• TEXTO DE LECTURA:
★ ★ ★ ★ ★ ★ ★

Jueves, 29 de enero de 2009 | Hoy
CINE › SOLO UN SUEÑO, DE SAM MENDES, CON LEONARDO DICAPRIO Y KATE WINSLET
A partir de una novela de Richard Yates, autor que se especializó en describir la angustia y el vacío existencial de la clase media suburbana estadounidense, el director de Belleza americana propone una radiografía de la crisis de un matrimonio joven.
Por Luciano Monteagudo
SOLO UN SUEÑO
Revolutionary Road.
Estados Unidos/Gran Bretaña, 2008.
Dirección: Sam Mendes.
Guión: Justin Haythe, basado en la novela de Richard Yates.
Fotografía: Roger Deakins.
Música: Thomas Newman.
Diseño de producción: Kristi Zea.
Intérpretes: Leonardo DiCaprio, Kate Winslet, Kathy Bates, Michael Shannon, Kathryn Hahn, David Harbour, Dylan Baker, Richard Easton.
Quienes conocen la obra del novelista Richard Yates (1926-1992), prácticamente inédita en castellano, dicen que se trata de un autor que ha sabido describir como pocos la angustia y el vacío existencial de la clase media suburbana estadounidense. Por eso no debería llamar la atención que el director teatral británico Sam Mendes, que una década atrás se presentó en Hollywood con Belleza americana, sobrevalorado retrato de ese mundo tan extendido como pequeño, se haya interesado en Revolutionary Road (1961), la primera novela de Yates, sobre la crisis de un matrimonio joven asfixiado por el american way of life y que no encuentra salida a esa vida rutinaria y uniformada.
Es una paradoja, por decir lo menos, que para encarnar a ese matrimonio en apariencia común, como tantos otros, Mendes haya recurrido a la pareja más estelar de la constelación cinematográfica actual, Leonardo DiCaprio y Kate Winslet, reunidos por primera vez en once años desde su consagración como dúo romántico en Titanic, donde también los acechaba el ahogo, pero en un sentido más literal.
No se le puede negar a Mendes la audacia y la decisión de empezar su película, aún antes de los títulos, yendo directamente al hueso. Después de una muy breve secuencia inicial, en la que April (Winslet) y Frank (DiCaprio) se conocen y seducen mutuamente en una animada reunión bohemia del Village neoyorquino, a mediados de los años ’50, una elipsis brutal los reencuentra de pronto ya constituidos como el matrimonio Wheeler, enredados en una discusión de una incomodidad y una violencia crecientes. Ella tiene veleidades de actriz, pero duda de su talento y ciertamente no alcanza a ver para sí un futuro artístico; él alguna vez imaginó que era libre y tenía el mundo por delante y sin embargo tuvo que conformarse –para mantener dos hijos y la casa con jardín al frente– con ingresar a la misma empresa donde su padre murió siendo un empleado anónimo.

★ ★ ★ ★ ★ ★ ★

• LISTADO PROPORCIONADO:
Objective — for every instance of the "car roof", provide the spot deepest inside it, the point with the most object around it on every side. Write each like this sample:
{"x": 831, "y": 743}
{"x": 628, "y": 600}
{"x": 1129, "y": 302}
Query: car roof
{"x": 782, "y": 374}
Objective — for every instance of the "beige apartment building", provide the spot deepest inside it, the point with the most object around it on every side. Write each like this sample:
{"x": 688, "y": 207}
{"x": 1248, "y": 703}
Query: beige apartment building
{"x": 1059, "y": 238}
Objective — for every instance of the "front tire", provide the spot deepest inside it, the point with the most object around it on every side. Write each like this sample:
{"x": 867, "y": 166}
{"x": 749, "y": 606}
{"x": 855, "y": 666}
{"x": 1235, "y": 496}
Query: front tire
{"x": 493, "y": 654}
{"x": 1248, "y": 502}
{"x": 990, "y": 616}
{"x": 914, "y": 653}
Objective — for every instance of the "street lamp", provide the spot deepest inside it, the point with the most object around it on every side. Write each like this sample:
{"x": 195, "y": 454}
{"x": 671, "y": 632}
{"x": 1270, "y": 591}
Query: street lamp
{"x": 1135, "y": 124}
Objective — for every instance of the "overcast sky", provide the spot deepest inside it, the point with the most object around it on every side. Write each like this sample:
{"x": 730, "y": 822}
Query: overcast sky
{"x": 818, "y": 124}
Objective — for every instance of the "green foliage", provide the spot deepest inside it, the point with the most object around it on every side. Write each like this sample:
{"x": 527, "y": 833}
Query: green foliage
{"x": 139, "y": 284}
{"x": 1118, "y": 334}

★ ★ ★ ★ ★ ★ ★

• ACCIONES REQUERIDAS:
1 > Por favor, transcribe el tramo de la reseña de Solo un sueño que va desde "Jueves, 29 de" hasta "un matrimonio joven.".
2 > Prolonga la reseña de Solo un sueño a partir de donde termina.
El listado proviene de otra fuente.

• RESPUESTAS EN ORDEN:
1 >
Jueves, 29 de enero de 2009 | Hoy
CINE › SOLO UN SUEÑO, DE SAM MENDES, CON LEONARDO DICAPRIO Y KATE WINSLET
A partir de una novela de Richard Yates, autor que se especializó en describir la angustia y el vacío existencial de la clase media suburbana estadounidense, el director de Belleza americana propone una radiografía de la crisis de un matrimonio joven.

2 >
April y Frank, sin embargo, no tienen el mismo carácter. El es más simple y transparente, cree cumplir con el mandato que la sociedad le impone a un ejemplar del género masculino; en ella, en cambio, parece brillar siempre una luz opaca pero firme, que no se deja apagar fácilmente. Aquí latía la simiente de un melodrama a la manera de la mejor tradición hollywoodense del women’s film, como los que solía protagonizar Joan Crawford en los años ‘40, o como los tearjerkers que forjó el gran Douglas Sirk en los ‘50, que es cuando transcurre Sólo un sueño. Pero como ya demostró en Camino a la perdición (2002), donde desaprovechó la oportunidad de releer al film noir, Sam Mendes no es un director interesado en honrar o eventualmente subvertir esa tradición, como hizo por ejemplo Todd Haynes en la estupenda Lejos del paraíso, que con un tema y una atmósfera similares a la película de Mendes reactualizaba las claves del cine de toda una época.
Antes que cinematográfico, el modelo de Mendes es siempre teatral: Arthur Miller en vez de Sirk, La muerte de un viajante en lugar de Lo que el cielo nos da. Por eso sus ideas en términos visuales son tan escasas: apenas la homogénea marcha del ejército de grises empleados que por las mañanas vomita sobre la ciudad la estación Grand Central, o esos brevísimos planos vacíos de la casa Wheeler, en los que la limpieza y el orden no alcanzan esconder la alienación que albergan esas paredes primorosamente empapeladas (la dirección artística de Kristi Zea es candidata al Oscar en su rubro).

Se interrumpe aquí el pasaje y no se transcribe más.